-- START OF Given information --
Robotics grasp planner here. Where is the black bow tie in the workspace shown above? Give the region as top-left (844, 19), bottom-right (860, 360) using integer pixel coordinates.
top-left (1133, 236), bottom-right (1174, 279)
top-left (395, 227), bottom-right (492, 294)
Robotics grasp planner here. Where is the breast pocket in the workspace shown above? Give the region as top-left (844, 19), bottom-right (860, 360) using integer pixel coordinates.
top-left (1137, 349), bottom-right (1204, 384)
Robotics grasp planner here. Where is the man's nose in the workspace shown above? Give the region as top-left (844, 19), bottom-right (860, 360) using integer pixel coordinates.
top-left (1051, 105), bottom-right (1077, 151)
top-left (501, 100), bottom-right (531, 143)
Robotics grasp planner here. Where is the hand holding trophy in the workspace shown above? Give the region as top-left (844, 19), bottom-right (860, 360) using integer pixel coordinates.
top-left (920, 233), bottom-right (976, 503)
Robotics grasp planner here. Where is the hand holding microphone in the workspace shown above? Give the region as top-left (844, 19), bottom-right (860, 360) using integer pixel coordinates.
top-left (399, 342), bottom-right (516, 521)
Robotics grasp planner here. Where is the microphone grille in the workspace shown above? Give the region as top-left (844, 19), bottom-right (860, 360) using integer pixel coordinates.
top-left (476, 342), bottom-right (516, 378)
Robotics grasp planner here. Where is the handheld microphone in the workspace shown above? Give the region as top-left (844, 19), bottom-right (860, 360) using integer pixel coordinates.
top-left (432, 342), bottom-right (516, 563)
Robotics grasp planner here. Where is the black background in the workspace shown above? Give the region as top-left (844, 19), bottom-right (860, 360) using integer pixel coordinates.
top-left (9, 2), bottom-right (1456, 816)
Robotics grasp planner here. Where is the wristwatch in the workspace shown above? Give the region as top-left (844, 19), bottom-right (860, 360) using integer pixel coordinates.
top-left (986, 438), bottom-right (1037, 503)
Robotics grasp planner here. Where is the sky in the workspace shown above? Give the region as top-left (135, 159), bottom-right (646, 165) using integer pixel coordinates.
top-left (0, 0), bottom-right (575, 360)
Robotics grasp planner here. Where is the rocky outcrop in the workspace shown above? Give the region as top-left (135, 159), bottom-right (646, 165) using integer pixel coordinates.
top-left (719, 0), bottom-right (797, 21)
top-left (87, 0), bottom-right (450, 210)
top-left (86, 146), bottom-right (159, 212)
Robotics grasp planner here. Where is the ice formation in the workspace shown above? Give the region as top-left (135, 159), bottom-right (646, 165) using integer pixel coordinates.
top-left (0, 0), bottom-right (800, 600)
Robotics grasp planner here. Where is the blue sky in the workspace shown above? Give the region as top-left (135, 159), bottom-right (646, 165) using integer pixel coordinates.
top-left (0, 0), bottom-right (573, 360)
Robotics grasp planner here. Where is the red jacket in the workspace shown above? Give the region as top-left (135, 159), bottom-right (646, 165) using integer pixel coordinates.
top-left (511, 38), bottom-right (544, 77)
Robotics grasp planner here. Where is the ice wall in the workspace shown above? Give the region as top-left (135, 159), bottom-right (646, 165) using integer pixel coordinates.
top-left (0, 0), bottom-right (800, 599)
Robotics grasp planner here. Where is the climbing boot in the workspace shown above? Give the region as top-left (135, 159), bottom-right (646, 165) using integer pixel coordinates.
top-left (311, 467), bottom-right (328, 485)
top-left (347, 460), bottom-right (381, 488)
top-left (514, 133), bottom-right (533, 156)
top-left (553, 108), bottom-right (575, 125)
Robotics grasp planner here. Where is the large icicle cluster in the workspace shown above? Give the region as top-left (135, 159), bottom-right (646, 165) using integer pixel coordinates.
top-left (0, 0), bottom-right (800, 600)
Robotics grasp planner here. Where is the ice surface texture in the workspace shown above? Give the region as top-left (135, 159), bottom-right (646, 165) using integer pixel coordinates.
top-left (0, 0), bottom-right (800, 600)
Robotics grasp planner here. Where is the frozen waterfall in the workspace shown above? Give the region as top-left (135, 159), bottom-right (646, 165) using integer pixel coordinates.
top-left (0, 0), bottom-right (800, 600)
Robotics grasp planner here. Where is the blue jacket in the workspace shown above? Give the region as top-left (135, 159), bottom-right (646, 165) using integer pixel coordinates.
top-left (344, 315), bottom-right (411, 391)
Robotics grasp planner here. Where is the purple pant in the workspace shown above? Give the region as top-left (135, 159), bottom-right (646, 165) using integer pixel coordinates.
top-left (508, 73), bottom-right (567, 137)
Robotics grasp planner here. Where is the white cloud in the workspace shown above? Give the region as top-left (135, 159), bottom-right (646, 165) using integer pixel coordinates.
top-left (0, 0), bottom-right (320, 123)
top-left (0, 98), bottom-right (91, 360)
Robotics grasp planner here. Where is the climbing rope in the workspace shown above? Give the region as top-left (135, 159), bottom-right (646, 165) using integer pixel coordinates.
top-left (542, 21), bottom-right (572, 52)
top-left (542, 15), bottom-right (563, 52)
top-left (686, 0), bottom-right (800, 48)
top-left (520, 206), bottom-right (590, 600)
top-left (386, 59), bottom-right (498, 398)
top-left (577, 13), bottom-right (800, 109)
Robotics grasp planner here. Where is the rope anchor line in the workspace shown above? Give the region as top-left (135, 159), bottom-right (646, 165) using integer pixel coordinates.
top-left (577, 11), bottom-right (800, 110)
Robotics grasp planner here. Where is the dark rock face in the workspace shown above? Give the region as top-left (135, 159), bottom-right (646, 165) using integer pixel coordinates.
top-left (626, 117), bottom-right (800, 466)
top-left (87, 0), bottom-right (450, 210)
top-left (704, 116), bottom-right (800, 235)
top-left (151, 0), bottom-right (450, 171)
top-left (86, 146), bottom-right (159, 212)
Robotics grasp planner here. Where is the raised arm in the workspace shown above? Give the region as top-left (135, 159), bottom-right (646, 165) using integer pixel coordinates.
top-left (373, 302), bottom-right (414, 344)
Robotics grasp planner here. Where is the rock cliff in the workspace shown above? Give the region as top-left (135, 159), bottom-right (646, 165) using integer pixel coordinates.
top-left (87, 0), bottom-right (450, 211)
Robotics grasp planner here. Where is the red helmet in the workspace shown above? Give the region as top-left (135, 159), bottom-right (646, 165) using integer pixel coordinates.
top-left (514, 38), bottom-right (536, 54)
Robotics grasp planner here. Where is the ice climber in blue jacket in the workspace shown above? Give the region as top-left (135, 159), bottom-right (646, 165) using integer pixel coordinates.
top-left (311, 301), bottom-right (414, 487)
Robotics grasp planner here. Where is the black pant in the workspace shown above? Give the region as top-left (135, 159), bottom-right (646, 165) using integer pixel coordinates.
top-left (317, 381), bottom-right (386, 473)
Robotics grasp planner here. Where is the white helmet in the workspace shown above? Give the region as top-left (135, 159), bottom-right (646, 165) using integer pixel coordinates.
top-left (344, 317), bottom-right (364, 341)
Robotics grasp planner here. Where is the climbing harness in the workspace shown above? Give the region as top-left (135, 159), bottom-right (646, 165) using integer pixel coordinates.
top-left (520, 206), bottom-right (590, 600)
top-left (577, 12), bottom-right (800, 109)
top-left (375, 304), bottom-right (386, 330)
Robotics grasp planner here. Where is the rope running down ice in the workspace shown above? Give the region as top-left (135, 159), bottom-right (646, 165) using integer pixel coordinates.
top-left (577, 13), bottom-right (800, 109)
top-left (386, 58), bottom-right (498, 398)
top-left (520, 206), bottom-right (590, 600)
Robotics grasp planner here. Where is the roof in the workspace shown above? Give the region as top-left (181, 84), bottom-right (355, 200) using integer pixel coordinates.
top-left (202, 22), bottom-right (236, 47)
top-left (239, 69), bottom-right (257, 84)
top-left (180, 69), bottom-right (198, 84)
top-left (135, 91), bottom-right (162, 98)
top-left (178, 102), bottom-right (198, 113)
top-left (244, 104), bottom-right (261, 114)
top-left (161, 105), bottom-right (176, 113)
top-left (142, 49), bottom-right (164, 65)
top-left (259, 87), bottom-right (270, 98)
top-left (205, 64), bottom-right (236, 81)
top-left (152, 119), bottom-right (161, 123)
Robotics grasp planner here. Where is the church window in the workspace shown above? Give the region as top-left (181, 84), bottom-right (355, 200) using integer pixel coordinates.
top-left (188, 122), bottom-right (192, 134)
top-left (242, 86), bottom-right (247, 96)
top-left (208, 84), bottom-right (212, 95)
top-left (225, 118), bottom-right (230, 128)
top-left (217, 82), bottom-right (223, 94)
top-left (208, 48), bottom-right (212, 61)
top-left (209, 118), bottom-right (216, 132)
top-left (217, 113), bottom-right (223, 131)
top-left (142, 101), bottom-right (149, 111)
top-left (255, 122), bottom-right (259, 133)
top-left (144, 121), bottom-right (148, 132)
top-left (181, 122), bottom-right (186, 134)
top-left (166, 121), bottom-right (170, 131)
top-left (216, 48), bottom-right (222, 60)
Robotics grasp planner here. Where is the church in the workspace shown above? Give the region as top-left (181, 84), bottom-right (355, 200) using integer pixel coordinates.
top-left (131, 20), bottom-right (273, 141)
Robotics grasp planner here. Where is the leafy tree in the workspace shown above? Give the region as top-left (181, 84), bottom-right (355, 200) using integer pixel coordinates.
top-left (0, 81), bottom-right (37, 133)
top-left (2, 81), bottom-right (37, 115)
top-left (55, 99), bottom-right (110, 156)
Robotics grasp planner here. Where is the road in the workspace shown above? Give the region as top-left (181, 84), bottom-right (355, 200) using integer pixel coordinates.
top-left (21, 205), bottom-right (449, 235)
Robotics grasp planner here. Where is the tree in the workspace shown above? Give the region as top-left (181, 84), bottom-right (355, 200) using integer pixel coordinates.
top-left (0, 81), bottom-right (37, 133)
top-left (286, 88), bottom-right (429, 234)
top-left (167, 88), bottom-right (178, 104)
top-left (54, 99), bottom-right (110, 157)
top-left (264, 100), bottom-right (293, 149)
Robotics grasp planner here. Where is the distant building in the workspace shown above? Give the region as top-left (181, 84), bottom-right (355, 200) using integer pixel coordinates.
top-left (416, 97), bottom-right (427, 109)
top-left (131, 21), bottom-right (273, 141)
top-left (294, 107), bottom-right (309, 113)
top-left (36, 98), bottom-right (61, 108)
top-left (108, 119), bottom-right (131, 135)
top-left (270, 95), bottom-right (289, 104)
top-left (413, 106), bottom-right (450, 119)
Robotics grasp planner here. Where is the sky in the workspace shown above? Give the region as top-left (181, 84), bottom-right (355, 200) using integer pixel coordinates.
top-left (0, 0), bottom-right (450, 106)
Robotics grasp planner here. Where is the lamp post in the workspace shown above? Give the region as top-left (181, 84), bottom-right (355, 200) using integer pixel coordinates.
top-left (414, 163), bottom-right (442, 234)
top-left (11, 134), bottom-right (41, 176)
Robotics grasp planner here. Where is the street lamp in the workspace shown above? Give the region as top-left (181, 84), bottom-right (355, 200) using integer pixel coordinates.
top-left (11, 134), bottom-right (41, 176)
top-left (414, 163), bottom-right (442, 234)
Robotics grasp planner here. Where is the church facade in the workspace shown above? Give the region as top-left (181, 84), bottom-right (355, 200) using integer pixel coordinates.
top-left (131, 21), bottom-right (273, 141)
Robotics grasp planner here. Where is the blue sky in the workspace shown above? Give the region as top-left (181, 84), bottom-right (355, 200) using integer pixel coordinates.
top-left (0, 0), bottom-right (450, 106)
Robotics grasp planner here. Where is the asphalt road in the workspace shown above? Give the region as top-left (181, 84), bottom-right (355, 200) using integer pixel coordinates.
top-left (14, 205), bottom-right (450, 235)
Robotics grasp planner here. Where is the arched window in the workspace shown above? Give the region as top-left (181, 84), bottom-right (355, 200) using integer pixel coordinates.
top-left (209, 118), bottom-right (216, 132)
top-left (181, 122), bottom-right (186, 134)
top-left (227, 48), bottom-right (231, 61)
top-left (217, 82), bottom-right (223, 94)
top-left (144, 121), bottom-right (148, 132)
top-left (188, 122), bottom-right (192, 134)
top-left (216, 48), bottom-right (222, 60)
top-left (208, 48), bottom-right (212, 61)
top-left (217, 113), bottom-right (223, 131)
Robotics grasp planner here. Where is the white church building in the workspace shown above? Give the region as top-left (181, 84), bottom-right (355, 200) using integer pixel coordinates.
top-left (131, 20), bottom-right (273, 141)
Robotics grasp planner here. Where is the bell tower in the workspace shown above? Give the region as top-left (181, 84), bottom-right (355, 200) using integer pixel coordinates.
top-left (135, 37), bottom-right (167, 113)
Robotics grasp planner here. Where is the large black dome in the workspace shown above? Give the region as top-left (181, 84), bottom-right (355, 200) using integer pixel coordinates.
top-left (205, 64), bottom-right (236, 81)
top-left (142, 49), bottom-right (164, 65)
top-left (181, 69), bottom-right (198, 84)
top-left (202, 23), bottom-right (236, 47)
-- END OF Given information --
* Written exercise:
Reproduce the stretch from the line containing "Robotics grasp planner here. Where is the climbing harness" through the line containing "top-left (375, 304), bottom-right (386, 330)", substituting "safety harness" for "climbing harness" and leaving everything else unchanged.

* Answer for the task:
Robotics grasp planner here. Where is the safety harness in the workspace shown above? Give the region as top-left (135, 159), bottom-right (646, 165) using integer pixel coordinates.
top-left (520, 206), bottom-right (590, 600)
top-left (577, 12), bottom-right (800, 109)
top-left (375, 304), bottom-right (386, 330)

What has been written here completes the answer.